* _Fragmento seleccionado_:

┄┄┄┄┄┄┄┄┄┄┄┄┄┄┄┄┄┄┄┄

Esta carrera no se prepara en el último momento. Requiere un trabajo constante que consigo con competición tras competición, carrera tras carrera. Entonces, empiezo a sentir aire de Tor. Dejo a un lado todo lo demás y me concentro solo en esos 330 kilómetros. Desde mediados de agosto hasta la semana anterior a la carrera, me entreno desde la mañana hasta la noche, en solitario, en los senderos de los gigantes. Me encuentro con amigos y fanes, vivo los pueblos, descubro los refugios. Disfruto del viaje, de los paisajes y de la gente. Son los 15 días más bonitos del año... y, entonces, caigo en un estado de concentración que me aísla de todo y de todos. La semana previa a la carrera es una secuencia de rituales ya habituales. Preparo el material, hago caminatas cortas, me alejo del estrés, cuido mucho mi alimentación y planifico mi carrera con quienes me estarán apoyando.
Cuando llego a Courmayeur para recoger la bolsa del corredor, mi cabeza está a punto de explotar. Camino entre la multitud, escuchando los gritos confusos que llenan y dominan cada pensamiento. ¡Había dicho basta! ¿Qué estoy haciendo aquí?
Camiseta, pantalón corto, zapatillas… ¿habré olvidado algo? Quiero disfrutar de la última cena y necesito descansar, pero tengo muchas ganas de ponerme el dorsal. La aventura que me espera es de gran magnitud. Todo mi material ya está preparado encima del sofá. Lo reviso por última vez: la mochila, los frontales, las baterías de repuesto, las prendas para poder cambiarme, las zapatillas numeradas en el orden preestablecido y la ropa que usaré durante tres días. Mientras tanto, mi teléfono vibra sin descanso. Está repleto de mensajes.
Al amanecer, ya estoy levantado. Llegó el gran día. Llamo a mi mamá. Como siempre, es una llamada difícil. «Si no me encuentro bien, me paro», le digo. Sé que la encontraré en algún lugar del recorrido, mirándome con los ojos llorosos por la emoción. La voz tiembla mientras se acaba la llamada, y el «te quiero» susurrado es un silbido tan leve que casi se pierde en la atmósfera.

┄┄┄┄┄┄┄┄┄┄┄┄┄┄┄┄┄┄┄┄

* _Extractos de líneas_:
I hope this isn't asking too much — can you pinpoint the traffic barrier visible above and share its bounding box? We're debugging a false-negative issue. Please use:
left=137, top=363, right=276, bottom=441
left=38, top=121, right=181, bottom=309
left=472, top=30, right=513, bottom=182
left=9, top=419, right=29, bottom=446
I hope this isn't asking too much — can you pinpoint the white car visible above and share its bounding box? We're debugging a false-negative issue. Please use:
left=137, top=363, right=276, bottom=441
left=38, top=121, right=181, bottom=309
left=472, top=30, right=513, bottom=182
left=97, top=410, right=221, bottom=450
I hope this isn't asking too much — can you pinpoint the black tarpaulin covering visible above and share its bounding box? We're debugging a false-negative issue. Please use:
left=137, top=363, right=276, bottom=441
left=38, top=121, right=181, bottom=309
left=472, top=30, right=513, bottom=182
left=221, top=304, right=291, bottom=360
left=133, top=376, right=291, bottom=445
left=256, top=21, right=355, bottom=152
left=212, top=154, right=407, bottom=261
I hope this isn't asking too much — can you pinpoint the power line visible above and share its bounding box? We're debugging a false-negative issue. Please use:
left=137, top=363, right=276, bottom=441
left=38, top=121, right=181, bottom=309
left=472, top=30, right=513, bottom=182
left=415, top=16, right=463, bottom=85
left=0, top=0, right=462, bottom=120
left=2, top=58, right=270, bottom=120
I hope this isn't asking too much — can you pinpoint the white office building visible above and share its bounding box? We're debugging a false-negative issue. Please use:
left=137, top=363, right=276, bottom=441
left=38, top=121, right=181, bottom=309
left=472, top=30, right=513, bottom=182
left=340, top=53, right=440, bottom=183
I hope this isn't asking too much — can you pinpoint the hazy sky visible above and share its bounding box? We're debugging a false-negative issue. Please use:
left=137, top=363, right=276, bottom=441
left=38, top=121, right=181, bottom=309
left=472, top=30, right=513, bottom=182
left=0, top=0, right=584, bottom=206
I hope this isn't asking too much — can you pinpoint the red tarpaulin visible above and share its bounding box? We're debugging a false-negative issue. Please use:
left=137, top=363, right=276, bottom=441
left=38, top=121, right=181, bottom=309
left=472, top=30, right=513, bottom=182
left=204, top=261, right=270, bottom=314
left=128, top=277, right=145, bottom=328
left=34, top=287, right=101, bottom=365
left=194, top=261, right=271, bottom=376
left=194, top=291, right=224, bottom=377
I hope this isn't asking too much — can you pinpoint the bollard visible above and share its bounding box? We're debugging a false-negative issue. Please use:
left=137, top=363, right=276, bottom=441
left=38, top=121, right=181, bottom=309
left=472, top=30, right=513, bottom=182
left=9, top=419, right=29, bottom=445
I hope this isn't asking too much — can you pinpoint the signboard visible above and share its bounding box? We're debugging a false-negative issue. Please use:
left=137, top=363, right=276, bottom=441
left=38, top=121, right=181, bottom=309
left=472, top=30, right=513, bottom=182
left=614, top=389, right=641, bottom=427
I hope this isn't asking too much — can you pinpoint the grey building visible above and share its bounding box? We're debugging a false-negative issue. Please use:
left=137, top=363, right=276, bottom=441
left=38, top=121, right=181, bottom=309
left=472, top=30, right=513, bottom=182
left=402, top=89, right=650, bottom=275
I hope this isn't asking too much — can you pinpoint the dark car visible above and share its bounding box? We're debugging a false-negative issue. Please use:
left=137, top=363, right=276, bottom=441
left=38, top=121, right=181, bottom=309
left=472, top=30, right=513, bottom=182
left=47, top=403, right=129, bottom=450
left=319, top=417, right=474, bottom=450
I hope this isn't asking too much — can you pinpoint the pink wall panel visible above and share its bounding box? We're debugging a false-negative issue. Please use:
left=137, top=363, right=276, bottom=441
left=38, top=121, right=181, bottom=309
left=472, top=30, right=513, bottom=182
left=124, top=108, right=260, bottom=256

┄┄┄┄┄┄┄┄┄┄┄┄┄┄┄┄┄┄┄┄

* _Conjunto de tareas_:
**a.** En el relato sobre la preparación para el Tor, ¿qué le dice quien narra a su madre en la llamada del amanecer?
**b.** Retoma el relato sobre la preparación para el Tor y continúalo a partir de su última oración.

* _Resultados por tarea_:
**a.** Que, si no se encuentra bien, se parará.

**b.**
«¡Ya está, esto es todo, haremos lo mejor que podamos!». Estas simples palabras con mi hermana pequeña son suficientes. Ambos sabemos lo que nos espera. Ella está en el equipo, participa en las bases de vida. Ella está siempre conmigo, en cada paso.
Mientras tanto, Giudy, mi novia, me prepara un desayuno copioso antes de acompañarme a la salida. Un viaje en silencio durante el cual trato de dormir algunos minutos más, pero mi cabeza parece explotar. Es imposible mantener la calma. En tres días se resume todo un año de trabajo, de sesiones de entrenamiento, de esfuerzo y de tiempo robado a los seres queridos.
Quando escucho que la voz de Silvano Gadin ahoga todos los otros sonidos, se me pone la piel de gallina. ¡Aquí estoy, una vez más! 10, 9, 8, 7, 6, 5… mi respiración se acelera… 4, 3, 2, 1. Todo termina y todo comienza. La mente se vacía, cada pensamiento se vuelve superfluo. La multitud me acompaña por las calles de Courmayeur con sus gritos de aliento. Es el escenario perfecto para este momento. La fatiga se olvida y deja paso al placer. Es el momento de la carrera.
El primer día es así, conociendo fanes constantemente. Están dispersos a lo largo del recorrido, en los pasos principales, en los refugios y a lo largo de los senderos. Es un ambiente de fiesta que se vive con alegría, mientras compartimos el entusiasmo con los que serán nuestros adversarios en los días venideros. Hablamos, bromeamos, nos comparamos y nos estudiamos. La primera noche aún no ha llegado, pero el viaje ya ha comenzado.
CAPÍTULO 2
En la oscuridad de la noche, cae el silencio en el sendero. Los aficionados se van a dormir, pero nosotros no. Nuestras piernas han recorrido casi 100 kilómetros y el cansancio se apodera de nosotros. Aquí empiezas a entender lo que significa la Tor, empiezas a comprender la motivación necesaria para seguir adelante cuando no hay nadie en el camino que te estimule, que te de fuerzas. Tienes que mirar dentro de ti, recordar que te quieres divertir… darlo todo. No han llegado todavía los pasos de Loson y Entrelor y, además, está él, el corredor suizo Jonas Russi que es implacable.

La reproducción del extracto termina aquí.